### Document text

|
| [deleted]
| CShorten wrote:
| Congratulations Alex, super cool!
| alexcg1 wrote:
| Thanks man!
| alexcg1 wrote:
| Nice to meet another person in the super-obvious-username
| club
| divan wrote:
| Can anyone recommend how to build the following solution?
|
| - Full-text search on modern era PDFs (i.e no need for OCR)
|
| - Exact word search would suffice (fuzzy/contextual search
| actually is less desirable)
|
| - Cross-platform frontend part that highlights and jumps to the
| found text within the document. Frontend should be embeddable
| (i.e. not a SaaS or just standalone UI)
|
| - As lightweight as possible (i.e. no Java, Python or Ruby)
|
| - Long-term oriented stack (i.e. minimum dependencies, ideally
| promise of compatibility)
|
| I'm looking at Mellisearch or Bleve for indexing/backend, and
| Syncfusion Flutter PDF viewer for frontend, but it still needs a
| lot of gluing code and I would love to explore more options.
|
| Google Pinpoint is pretty cool, and I use it a lot, but there is
| only hosted Google version, plus it's too smart (still can't get
| it to do exact word search).
| [deleted]
| snowstormsun wrote:
| pdfgrep with some formatting to add links open the correct
| page?
| alexcg1 wrote:
| Getting the URI of original PDF would be straightforward
| enough - I could whack that into the code tomorrow with a few
| lines.
|
| Opening up the correct page? I don't know of any standardized
| PDF reader that supports that kind of thing. And the format
| has such a history that even if it were supported
| (technically by Adobe - don't even get me started on what PDF
| readers support what formats), there's no guarantee the file
| itself would even have that cooked in.
| capableweb wrote:
| > - As lightweight as possible (i.e. no Java, Python or Ruby)

######
### Stored records

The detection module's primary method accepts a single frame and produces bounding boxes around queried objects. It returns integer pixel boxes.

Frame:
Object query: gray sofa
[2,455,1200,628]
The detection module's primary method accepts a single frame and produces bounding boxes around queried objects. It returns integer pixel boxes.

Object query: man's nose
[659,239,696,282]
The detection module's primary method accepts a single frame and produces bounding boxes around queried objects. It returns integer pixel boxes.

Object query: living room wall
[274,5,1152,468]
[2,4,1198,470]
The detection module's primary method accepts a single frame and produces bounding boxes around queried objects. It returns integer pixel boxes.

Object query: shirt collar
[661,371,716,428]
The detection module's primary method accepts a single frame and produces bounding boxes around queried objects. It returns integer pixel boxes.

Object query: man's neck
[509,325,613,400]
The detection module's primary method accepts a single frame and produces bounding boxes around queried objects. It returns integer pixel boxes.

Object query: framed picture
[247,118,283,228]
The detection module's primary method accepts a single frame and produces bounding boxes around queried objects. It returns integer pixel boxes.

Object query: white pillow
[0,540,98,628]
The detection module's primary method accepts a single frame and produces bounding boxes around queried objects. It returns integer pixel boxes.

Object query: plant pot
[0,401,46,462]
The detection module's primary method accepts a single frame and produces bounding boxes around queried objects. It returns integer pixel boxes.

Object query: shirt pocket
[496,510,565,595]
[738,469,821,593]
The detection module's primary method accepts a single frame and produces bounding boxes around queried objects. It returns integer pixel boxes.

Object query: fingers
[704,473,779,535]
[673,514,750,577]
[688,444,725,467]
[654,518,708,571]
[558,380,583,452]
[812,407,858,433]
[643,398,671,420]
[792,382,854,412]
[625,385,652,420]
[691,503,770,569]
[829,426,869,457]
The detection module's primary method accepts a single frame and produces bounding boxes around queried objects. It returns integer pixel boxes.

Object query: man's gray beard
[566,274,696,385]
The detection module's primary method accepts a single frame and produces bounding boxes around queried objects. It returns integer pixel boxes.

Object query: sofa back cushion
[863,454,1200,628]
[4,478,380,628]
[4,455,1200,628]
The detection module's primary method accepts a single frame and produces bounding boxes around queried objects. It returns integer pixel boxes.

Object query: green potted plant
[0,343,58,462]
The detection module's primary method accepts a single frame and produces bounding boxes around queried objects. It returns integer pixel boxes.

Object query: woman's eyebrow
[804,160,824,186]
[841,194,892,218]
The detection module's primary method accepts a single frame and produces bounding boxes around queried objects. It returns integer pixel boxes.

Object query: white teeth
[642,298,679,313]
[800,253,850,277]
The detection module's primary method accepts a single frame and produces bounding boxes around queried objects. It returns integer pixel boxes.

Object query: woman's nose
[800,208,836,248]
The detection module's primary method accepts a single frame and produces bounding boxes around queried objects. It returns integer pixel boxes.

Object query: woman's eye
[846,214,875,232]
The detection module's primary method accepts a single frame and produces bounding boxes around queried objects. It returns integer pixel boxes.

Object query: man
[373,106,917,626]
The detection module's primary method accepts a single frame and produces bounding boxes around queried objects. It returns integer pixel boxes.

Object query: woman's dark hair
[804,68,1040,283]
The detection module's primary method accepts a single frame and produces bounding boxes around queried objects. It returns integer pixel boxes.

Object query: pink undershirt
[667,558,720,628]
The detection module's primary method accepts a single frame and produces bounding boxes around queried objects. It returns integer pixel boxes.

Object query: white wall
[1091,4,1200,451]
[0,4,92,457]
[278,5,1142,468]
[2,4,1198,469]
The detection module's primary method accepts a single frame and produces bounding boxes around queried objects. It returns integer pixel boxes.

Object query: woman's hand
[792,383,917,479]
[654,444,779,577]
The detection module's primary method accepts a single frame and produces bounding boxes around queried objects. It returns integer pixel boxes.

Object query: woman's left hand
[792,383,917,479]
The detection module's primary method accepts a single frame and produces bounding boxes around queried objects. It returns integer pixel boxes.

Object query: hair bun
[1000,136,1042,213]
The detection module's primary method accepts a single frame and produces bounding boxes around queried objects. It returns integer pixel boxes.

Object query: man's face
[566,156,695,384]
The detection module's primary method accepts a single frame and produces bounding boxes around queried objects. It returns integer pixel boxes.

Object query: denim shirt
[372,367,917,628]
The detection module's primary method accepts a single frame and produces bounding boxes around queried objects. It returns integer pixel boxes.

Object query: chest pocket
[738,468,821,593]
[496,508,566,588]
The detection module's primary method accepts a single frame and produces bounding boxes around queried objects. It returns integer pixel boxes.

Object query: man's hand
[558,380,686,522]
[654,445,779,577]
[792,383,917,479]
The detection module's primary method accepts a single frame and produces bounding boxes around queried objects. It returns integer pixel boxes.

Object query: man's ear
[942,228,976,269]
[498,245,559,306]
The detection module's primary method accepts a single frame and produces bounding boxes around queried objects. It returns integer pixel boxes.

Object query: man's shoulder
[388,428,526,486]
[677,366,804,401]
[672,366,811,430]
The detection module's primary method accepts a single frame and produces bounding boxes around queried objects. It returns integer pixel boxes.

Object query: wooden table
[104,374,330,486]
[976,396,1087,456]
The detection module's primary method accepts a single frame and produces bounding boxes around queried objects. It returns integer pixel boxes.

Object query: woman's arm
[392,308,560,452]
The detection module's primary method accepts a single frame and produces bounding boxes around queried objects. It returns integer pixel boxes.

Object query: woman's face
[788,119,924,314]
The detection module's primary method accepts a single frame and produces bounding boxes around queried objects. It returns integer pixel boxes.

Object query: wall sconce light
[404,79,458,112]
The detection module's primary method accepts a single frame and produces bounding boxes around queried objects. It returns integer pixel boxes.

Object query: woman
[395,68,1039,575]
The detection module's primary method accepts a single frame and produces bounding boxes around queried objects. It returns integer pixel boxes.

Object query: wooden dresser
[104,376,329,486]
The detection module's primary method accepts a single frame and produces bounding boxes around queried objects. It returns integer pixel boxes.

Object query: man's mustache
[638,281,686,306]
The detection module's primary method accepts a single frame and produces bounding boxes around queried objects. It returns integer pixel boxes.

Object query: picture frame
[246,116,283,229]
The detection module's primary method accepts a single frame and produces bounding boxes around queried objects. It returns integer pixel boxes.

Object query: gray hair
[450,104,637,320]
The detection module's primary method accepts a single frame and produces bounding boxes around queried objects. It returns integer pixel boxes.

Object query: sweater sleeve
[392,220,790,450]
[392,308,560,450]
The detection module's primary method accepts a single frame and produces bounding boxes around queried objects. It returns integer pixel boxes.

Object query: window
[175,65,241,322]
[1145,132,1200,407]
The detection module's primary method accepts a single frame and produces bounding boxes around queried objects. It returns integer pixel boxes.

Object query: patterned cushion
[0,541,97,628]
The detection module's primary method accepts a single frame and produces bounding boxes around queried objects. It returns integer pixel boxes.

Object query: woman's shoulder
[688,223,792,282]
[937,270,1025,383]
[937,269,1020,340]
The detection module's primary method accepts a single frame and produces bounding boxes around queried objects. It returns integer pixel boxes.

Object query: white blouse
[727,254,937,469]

######

Written instruction:
Please continue the forum thread about full-text PDF search, starting right after the last line shown.

The answer:
|
| I don't have suggestions for you, but I do have a question
| regarding this point. Why wouldn't Java be considered
| lightweight? Java literally runs on your SIM card, which is a
| very bare-bones environment to run something on, I'd probably
| consider something like that pretty lightweight.
| divan wrote:
| Ha, I'm from that generation of developers who have the
| mental model of what is actually happening on the hardware
| level when you run the program. Doesn't necesarilly mean I
| overoptimize or think about struct fields offsets or cache
| branching, but I do have this in my mental model and just
| can't unlearn it.
|
| When I think about how many stuff needs to be moved in
| cpu/memory/io bus just to launch simple "Hello, World" in
| Java - I just cannot accept it. I do realize that for large
| programs that overhead is small, but still the JVM concept is
| something I want to avoid as much as possible. Plus the sheer
| scale of Java SDK and amount of legacy and complexity behind
| it exceeds my treshold of "avoiding complexity" by orders of
| magnitude. And the nail to the coffin of "no java" stance is,
| of course, experience with desktop Java applications.
| Consistenly the worst UX experience and performance I've seen
| in 25 years among desktop apps.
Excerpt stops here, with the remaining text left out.